[DATA FOR THIS TASK Boundary: Start]

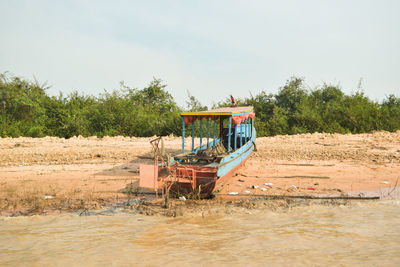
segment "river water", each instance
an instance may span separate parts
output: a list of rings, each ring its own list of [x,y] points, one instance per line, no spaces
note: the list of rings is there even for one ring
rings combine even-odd
[[[400,201],[177,218],[0,217],[0,266],[400,266]]]

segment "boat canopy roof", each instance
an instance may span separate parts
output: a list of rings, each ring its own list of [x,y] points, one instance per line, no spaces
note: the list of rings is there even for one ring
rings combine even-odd
[[[194,120],[202,118],[216,119],[221,116],[232,116],[232,120],[235,124],[240,124],[245,121],[248,117],[254,118],[255,114],[253,107],[224,107],[211,109],[206,111],[193,111],[193,112],[182,112],[181,116],[185,117],[185,124],[192,123]]]
[[[206,111],[182,112],[181,116],[240,116],[251,113],[253,107],[224,107]],[[254,112],[253,112],[254,113]]]

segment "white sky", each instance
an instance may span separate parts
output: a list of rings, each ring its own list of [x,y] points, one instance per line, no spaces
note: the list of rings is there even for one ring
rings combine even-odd
[[[5,1],[0,72],[48,93],[97,95],[153,77],[180,105],[277,92],[291,76],[314,89],[360,78],[373,100],[400,96],[400,1]]]

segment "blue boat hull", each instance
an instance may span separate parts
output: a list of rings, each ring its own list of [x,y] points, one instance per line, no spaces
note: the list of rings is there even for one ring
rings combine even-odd
[[[218,166],[217,176],[223,178],[230,174],[239,165],[242,165],[244,161],[250,156],[254,150],[254,142],[256,140],[256,130],[253,128],[252,138],[247,141],[242,147],[233,153],[229,154],[221,160]],[[237,168],[236,168],[237,169]]]
[[[194,179],[195,181],[193,181],[193,179],[180,180],[180,182],[172,186],[171,192],[180,195],[197,191],[201,192],[201,197],[209,197],[218,183],[234,174],[234,172],[250,157],[251,152],[254,150],[255,139],[256,131],[253,128],[252,138],[239,149],[224,157],[219,163],[212,163],[205,166],[187,164],[177,167],[178,173],[186,172],[186,175],[181,175],[182,177],[188,176],[187,170],[195,170],[196,178]],[[207,176],[202,176],[205,173],[207,173]]]

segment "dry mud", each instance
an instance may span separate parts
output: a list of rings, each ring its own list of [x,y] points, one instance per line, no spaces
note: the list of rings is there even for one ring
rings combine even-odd
[[[138,168],[151,162],[151,139],[1,138],[0,214],[100,209],[126,202],[126,188],[132,198],[143,197],[136,196]],[[178,153],[181,138],[165,137],[164,145],[167,153]],[[262,137],[256,145],[246,164],[217,185],[212,203],[264,196],[400,196],[400,131]]]

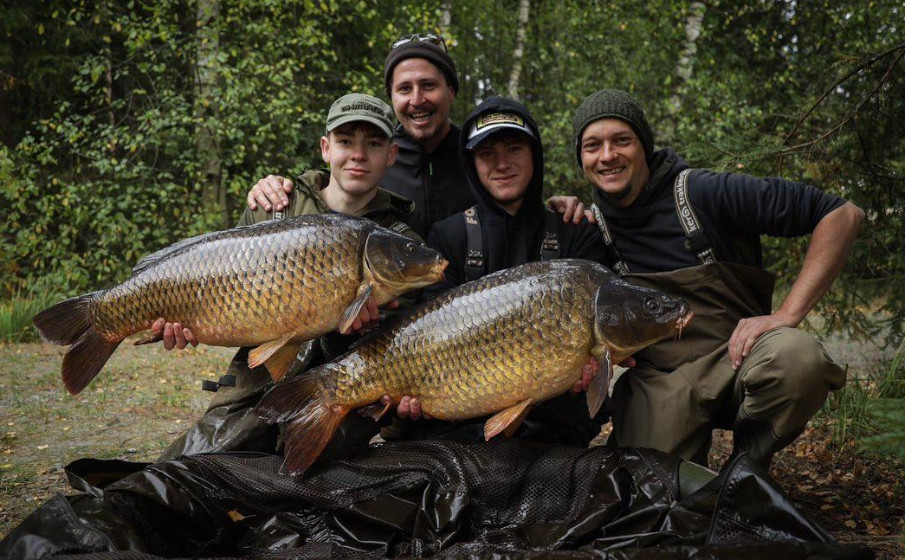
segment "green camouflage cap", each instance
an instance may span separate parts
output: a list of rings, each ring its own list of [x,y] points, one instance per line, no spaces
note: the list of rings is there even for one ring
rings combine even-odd
[[[327,133],[340,125],[358,121],[369,122],[387,138],[393,137],[393,109],[373,95],[364,93],[347,93],[333,102],[327,113]]]

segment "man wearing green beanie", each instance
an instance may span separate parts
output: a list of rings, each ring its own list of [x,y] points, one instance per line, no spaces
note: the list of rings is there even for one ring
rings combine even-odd
[[[706,465],[711,431],[724,428],[733,454],[768,465],[845,383],[796,327],[842,270],[864,212],[801,183],[690,169],[671,148],[654,149],[644,111],[624,91],[585,99],[573,132],[610,266],[695,312],[680,339],[640,352],[617,382],[610,443]],[[775,311],[761,235],[811,235]]]

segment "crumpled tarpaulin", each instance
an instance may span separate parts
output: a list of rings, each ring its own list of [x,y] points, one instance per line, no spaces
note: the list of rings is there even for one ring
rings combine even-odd
[[[14,559],[871,558],[840,545],[741,455],[679,499],[651,450],[499,440],[393,442],[302,478],[282,459],[76,461],[0,542]]]

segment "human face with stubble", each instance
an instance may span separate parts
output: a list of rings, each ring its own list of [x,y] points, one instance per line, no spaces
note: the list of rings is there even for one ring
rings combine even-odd
[[[428,152],[436,150],[456,97],[443,72],[424,58],[407,58],[393,69],[390,97],[402,128]]]
[[[630,206],[650,179],[644,146],[627,122],[600,119],[581,135],[585,177],[618,208]]]
[[[474,164],[478,179],[497,206],[514,216],[534,176],[531,140],[524,135],[491,136],[475,147]]]

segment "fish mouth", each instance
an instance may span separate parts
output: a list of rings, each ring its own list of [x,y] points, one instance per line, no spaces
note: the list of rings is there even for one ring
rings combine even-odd
[[[682,330],[691,322],[691,319],[694,317],[694,311],[688,310],[684,315],[679,316],[676,319],[676,340],[682,338]]]
[[[443,271],[446,270],[447,266],[449,266],[449,261],[446,259],[440,259],[437,264],[434,265],[431,272],[437,275],[440,280],[443,280],[444,278],[446,278],[446,275],[443,273]]]

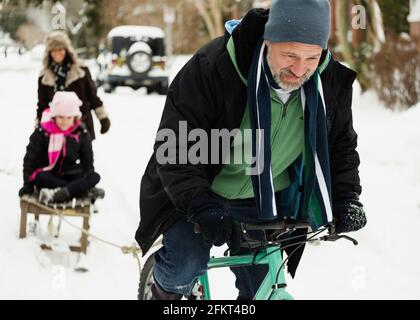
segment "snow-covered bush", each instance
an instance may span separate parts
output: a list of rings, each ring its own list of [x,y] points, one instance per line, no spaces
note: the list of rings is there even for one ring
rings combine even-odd
[[[370,63],[373,87],[391,109],[420,101],[420,54],[407,34],[390,35]]]

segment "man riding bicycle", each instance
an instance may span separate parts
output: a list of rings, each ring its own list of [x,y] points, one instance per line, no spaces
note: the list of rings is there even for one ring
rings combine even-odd
[[[238,221],[306,219],[312,230],[334,224],[338,233],[365,226],[351,111],[356,73],[334,61],[329,33],[328,0],[274,0],[270,11],[228,22],[171,84],[136,233],[144,254],[163,234],[153,299],[190,295],[213,245],[246,254]],[[230,133],[229,143],[215,146],[215,131]],[[245,152],[236,157],[238,150]],[[292,276],[304,247],[295,249],[285,250],[295,251]],[[238,299],[249,300],[267,266],[232,271]]]

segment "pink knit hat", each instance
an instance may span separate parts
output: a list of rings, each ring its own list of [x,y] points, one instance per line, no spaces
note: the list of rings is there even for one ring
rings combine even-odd
[[[51,118],[62,117],[77,117],[81,118],[82,113],[80,107],[83,102],[78,98],[74,92],[57,91],[53,100],[50,103]]]

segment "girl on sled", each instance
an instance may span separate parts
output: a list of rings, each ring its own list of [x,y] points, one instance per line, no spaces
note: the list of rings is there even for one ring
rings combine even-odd
[[[63,203],[87,195],[100,176],[93,166],[91,136],[81,123],[82,101],[58,91],[32,133],[23,162],[19,196],[40,190],[39,202]]]

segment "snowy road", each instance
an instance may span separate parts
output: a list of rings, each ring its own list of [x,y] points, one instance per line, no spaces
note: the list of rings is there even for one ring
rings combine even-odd
[[[89,272],[80,274],[73,271],[73,254],[45,255],[37,238],[18,240],[17,191],[33,130],[37,73],[29,60],[0,62],[0,299],[135,299],[138,270],[131,256],[92,240],[82,260]],[[100,96],[112,128],[94,142],[96,169],[107,195],[98,203],[91,231],[130,245],[139,219],[140,178],[164,97],[124,88]],[[358,247],[347,242],[308,246],[289,289],[300,299],[419,299],[420,106],[393,113],[372,93],[360,96],[356,87],[354,118],[368,227],[354,234]],[[78,237],[68,227],[62,234],[66,240]],[[210,280],[216,298],[235,298],[228,270],[212,272]]]

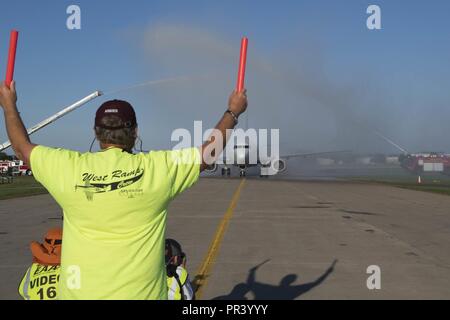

[DATA FOR THIS TASK Boundary: End]

• ACTIVITY
Show every line in the entries above that contains the string "boat".

• RESULT OF THIS EXERCISE
segment "boat canopy roof", each instance
segment "blue boat hull", each instance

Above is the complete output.